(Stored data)

-- Start --

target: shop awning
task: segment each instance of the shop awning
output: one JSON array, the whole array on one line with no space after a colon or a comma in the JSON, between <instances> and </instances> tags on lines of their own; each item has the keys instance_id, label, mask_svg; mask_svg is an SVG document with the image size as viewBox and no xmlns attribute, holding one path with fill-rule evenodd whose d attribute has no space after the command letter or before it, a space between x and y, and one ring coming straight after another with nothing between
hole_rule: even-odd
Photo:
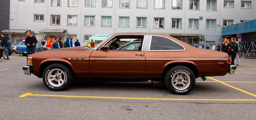
<instances>
[{"instance_id":1,"label":"shop awning","mask_svg":"<svg viewBox=\"0 0 256 120\"><path fill-rule=\"evenodd\" d=\"M2 31L4 33L26 33L29 30L4 30Z\"/></svg>"},{"instance_id":2,"label":"shop awning","mask_svg":"<svg viewBox=\"0 0 256 120\"><path fill-rule=\"evenodd\" d=\"M55 30L55 29L42 29L39 32L40 33L63 33L67 30Z\"/></svg>"}]
</instances>

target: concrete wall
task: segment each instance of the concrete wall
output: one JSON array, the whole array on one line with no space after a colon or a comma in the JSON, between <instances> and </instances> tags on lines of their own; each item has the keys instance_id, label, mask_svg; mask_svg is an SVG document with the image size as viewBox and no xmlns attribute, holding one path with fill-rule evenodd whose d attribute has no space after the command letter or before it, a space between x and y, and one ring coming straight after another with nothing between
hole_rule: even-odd
<instances>
[{"instance_id":1,"label":"concrete wall","mask_svg":"<svg viewBox=\"0 0 256 120\"><path fill-rule=\"evenodd\" d=\"M85 0L79 0L78 7L68 7L67 0L62 0L61 6L51 6L51 0L45 0L44 3L35 3L34 0L11 0L11 17L13 20L10 22L11 29L31 29L35 33L43 29L66 29L67 33L77 34L81 45L84 34L111 34L116 32L142 32L173 33L202 33L205 36L206 41L222 41L221 28L223 20L233 20L234 22L241 20L246 20L254 18L255 15L255 1L252 0L251 8L241 8L241 0L235 0L234 8L224 8L224 0L217 0L216 11L207 11L207 0L199 0L199 10L189 9L189 0L182 0L182 9L172 9L172 0L166 0L164 9L154 9L154 0L148 0L147 9L137 8L137 0L130 0L129 8L119 8L120 1L113 0L113 7L102 8L102 0L96 0L96 7L85 7ZM34 22L34 15L41 14L44 15L44 22ZM51 15L61 15L61 25L51 25ZM67 25L67 15L77 15L78 25L70 26ZM93 27L84 26L84 16L95 16L95 25ZM112 26L102 27L102 16L112 17ZM129 27L119 27L119 17L129 17ZM137 17L147 17L147 28L136 28ZM189 30L189 19L199 19L202 17L203 20L199 20L198 30ZM164 28L154 28L154 18L164 17ZM182 28L171 28L172 18L182 19ZM216 20L215 30L206 30L206 20ZM221 25L220 25L221 24Z\"/></svg>"},{"instance_id":2,"label":"concrete wall","mask_svg":"<svg viewBox=\"0 0 256 120\"><path fill-rule=\"evenodd\" d=\"M9 29L10 0L0 0L0 31Z\"/></svg>"}]
</instances>

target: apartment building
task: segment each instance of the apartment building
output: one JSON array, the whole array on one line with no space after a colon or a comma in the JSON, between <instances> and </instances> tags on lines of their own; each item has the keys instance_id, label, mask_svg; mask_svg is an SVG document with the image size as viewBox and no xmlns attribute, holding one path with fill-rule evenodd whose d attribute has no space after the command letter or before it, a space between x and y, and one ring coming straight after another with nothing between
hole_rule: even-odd
<instances>
[{"instance_id":1,"label":"apartment building","mask_svg":"<svg viewBox=\"0 0 256 120\"><path fill-rule=\"evenodd\" d=\"M132 32L167 34L203 45L221 42L222 27L254 19L255 4L251 0L12 0L10 29L31 30L40 39L73 34L82 45L92 35ZM15 42L25 34L13 34Z\"/></svg>"}]
</instances>

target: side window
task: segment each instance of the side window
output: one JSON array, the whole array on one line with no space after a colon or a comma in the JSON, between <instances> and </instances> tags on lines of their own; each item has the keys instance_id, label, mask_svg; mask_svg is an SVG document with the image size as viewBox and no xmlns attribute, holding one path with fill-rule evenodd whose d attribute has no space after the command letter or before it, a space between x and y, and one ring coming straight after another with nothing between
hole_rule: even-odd
<instances>
[{"instance_id":1,"label":"side window","mask_svg":"<svg viewBox=\"0 0 256 120\"><path fill-rule=\"evenodd\" d=\"M150 50L182 50L184 48L169 39L152 36Z\"/></svg>"}]
</instances>

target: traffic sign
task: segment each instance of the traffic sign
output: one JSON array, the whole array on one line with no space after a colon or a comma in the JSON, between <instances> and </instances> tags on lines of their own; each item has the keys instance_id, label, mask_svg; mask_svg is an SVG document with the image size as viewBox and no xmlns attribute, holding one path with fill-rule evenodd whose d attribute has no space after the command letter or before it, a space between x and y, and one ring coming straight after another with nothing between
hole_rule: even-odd
<instances>
[{"instance_id":1,"label":"traffic sign","mask_svg":"<svg viewBox=\"0 0 256 120\"><path fill-rule=\"evenodd\" d=\"M236 37L237 37L237 38L239 39L242 38L242 34L238 33L237 34L236 34Z\"/></svg>"}]
</instances>

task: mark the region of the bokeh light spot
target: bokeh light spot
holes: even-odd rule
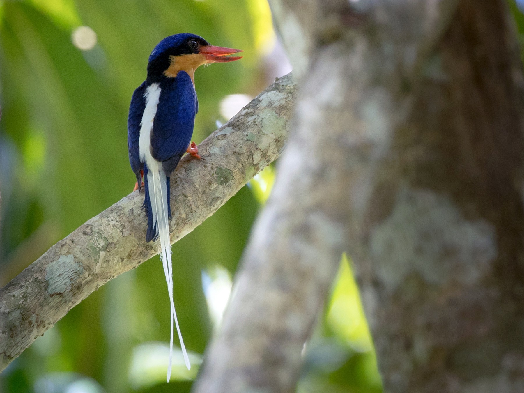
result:
[[[252,99],[246,94],[226,95],[220,102],[220,114],[229,120],[249,104]]]
[[[81,26],[73,30],[71,40],[80,50],[90,50],[96,45],[96,33],[89,26]]]

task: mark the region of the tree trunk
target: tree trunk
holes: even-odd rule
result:
[[[195,391],[293,391],[344,248],[386,391],[524,391],[523,90],[505,2],[270,3],[301,82],[295,127]]]
[[[524,391],[522,75],[505,2],[462,0],[351,247],[386,391]]]

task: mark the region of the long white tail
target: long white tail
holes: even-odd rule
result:
[[[167,290],[171,301],[171,341],[169,345],[169,363],[167,368],[167,381],[171,377],[171,367],[173,360],[173,321],[177,326],[178,338],[180,340],[180,347],[184,355],[185,366],[191,368],[189,358],[185,351],[185,346],[182,339],[182,333],[178,326],[177,313],[174,311],[173,301],[173,271],[171,261],[171,243],[169,240],[169,221],[167,212],[167,179],[161,169],[152,169],[147,172],[147,182],[149,191],[149,200],[151,202],[151,212],[153,215],[153,224],[156,223],[160,242],[160,259],[163,266],[164,274],[167,282]]]

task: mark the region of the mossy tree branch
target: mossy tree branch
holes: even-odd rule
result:
[[[294,101],[277,80],[183,159],[171,177],[171,243],[212,215],[280,154]],[[135,192],[51,247],[0,289],[0,370],[75,305],[157,254],[146,243],[143,192]]]

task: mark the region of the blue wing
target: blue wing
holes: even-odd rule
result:
[[[183,71],[160,84],[160,96],[151,135],[151,155],[162,161],[169,176],[191,141],[198,110],[196,93]]]
[[[131,98],[129,105],[129,114],[127,118],[127,149],[129,155],[129,163],[131,169],[137,176],[143,164],[140,162],[140,151],[138,140],[140,138],[140,124],[142,121],[142,115],[146,108],[146,99],[144,94],[146,91],[146,82],[144,82],[136,88]],[[139,187],[141,184],[141,180],[138,180]]]

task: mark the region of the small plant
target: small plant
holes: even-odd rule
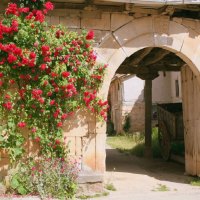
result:
[[[60,158],[28,160],[10,177],[10,190],[18,194],[38,194],[43,198],[71,199],[77,190],[77,162]]]
[[[130,127],[131,127],[130,116],[126,115],[126,117],[125,117],[125,123],[124,123],[124,126],[123,126],[123,130],[125,132],[129,132]]]
[[[195,177],[190,181],[190,184],[193,186],[200,186],[200,177]]]
[[[110,190],[110,191],[116,191],[116,188],[115,188],[115,186],[114,186],[112,183],[107,183],[107,184],[105,185],[105,188],[106,188],[107,190]]]
[[[155,192],[167,192],[169,190],[170,189],[166,185],[158,184],[158,186],[155,189],[153,189],[152,191],[155,191]]]
[[[102,192],[102,193],[97,193],[95,195],[81,195],[81,196],[78,196],[77,198],[78,199],[91,199],[91,198],[97,198],[97,197],[105,197],[105,196],[108,196],[109,195],[109,192]]]

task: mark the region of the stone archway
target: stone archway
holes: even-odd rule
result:
[[[96,49],[99,61],[106,61],[109,65],[100,95],[107,97],[111,79],[121,63],[130,55],[146,47],[164,48],[182,58],[190,67],[189,71],[182,70],[182,74],[194,77],[192,78],[194,80],[192,82],[185,78],[184,87],[189,88],[188,85],[190,84],[190,88],[196,88],[195,92],[199,93],[200,28],[197,27],[200,27],[200,22],[194,20],[182,18],[173,18],[170,20],[167,16],[143,17],[134,19],[108,35]],[[185,102],[186,172],[192,175],[199,175],[200,153],[198,152],[200,151],[200,130],[198,130],[198,122],[200,122],[200,117],[199,115],[189,114],[191,110],[194,110],[195,106],[194,104],[191,106],[189,103],[194,98],[200,96],[194,96],[195,92],[192,93],[193,96],[191,97],[183,96],[183,101]],[[197,99],[195,102],[198,102]],[[199,108],[199,106],[197,107]],[[200,112],[200,109],[196,110],[196,112]],[[192,127],[193,125],[194,128]],[[194,130],[195,133],[193,133]],[[97,125],[97,136],[100,133],[105,133],[105,124]],[[99,158],[105,158],[104,156],[102,157],[102,151],[98,153],[98,149],[96,150],[97,159],[98,154],[100,156]],[[101,163],[100,160],[99,163]],[[103,166],[101,165],[101,167]]]

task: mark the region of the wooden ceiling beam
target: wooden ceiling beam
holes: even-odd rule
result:
[[[135,57],[134,59],[132,59],[132,61],[130,62],[130,65],[138,65],[139,62],[141,62],[141,60],[143,60],[152,50],[153,48],[145,48],[143,49],[139,55],[137,55],[137,57]]]
[[[148,56],[146,56],[142,61],[139,63],[140,66],[148,66],[153,65],[160,60],[164,59],[165,56],[170,54],[170,51],[167,51],[165,49],[156,49],[154,52],[150,52]]]
[[[133,67],[132,65],[121,65],[118,70],[117,74],[146,74],[146,73],[154,73],[158,71],[180,71],[182,64],[178,64],[177,66],[169,65],[169,64],[155,64],[146,67]]]

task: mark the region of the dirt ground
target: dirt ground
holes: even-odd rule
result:
[[[200,187],[188,184],[184,165],[161,159],[137,158],[107,149],[105,184],[116,191],[99,200],[196,200]]]

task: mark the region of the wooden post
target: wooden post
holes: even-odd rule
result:
[[[152,135],[152,80],[145,80],[144,87],[144,99],[145,99],[145,157],[152,156],[151,148],[151,135]]]

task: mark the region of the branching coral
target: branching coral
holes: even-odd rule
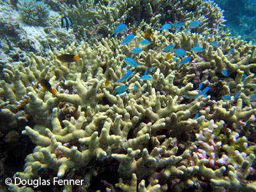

-- End --

- [Task statement] Please reproduce the records starting at the line that has "target: traffic sign" and ending after the line that has "[[[524,391],[522,75],[505,2],[462,0],[351,247],[386,391]]]", changing "mark" to "outline" and leaving everything else as it is. Leave out the pictures.

- [Expected answer]
target: traffic sign
task: segment each instance of the traffic sign
output: one JSON array, the whole array on one line with no space after a colon or a comma in the JSON, between <instances> and </instances> tags on lines of their own; each item has the keys instance_id, label, mask_svg; mask_svg is an SVG document with the image size as viewBox and no xmlns attribute, holding one path with fill-rule evenodd whose d attribute has no space after the command letter or before it, a space between x and y, and one ring coming straight after another with nothing between
hole_rule: even-odd
<instances>
[{"instance_id":1,"label":"traffic sign","mask_svg":"<svg viewBox=\"0 0 256 120\"><path fill-rule=\"evenodd\" d=\"M236 37L237 37L237 38L239 39L242 38L242 34L238 33L237 34L236 34Z\"/></svg>"}]
</instances>

task: outline the region of the bokeh light spot
target: bokeh light spot
holes: even-odd rule
result:
[[[252,99],[246,94],[226,95],[220,102],[220,114],[229,120],[249,104]]]
[[[81,26],[73,30],[71,40],[80,50],[90,50],[96,45],[96,33],[89,26]]]

task: outline the region of the tree trunk
target: tree trunk
holes: even-odd rule
result:
[[[195,391],[293,391],[344,248],[386,391],[524,391],[523,90],[505,2],[270,3],[301,82],[295,127]]]
[[[524,391],[522,75],[505,2],[462,0],[351,247],[386,391]]]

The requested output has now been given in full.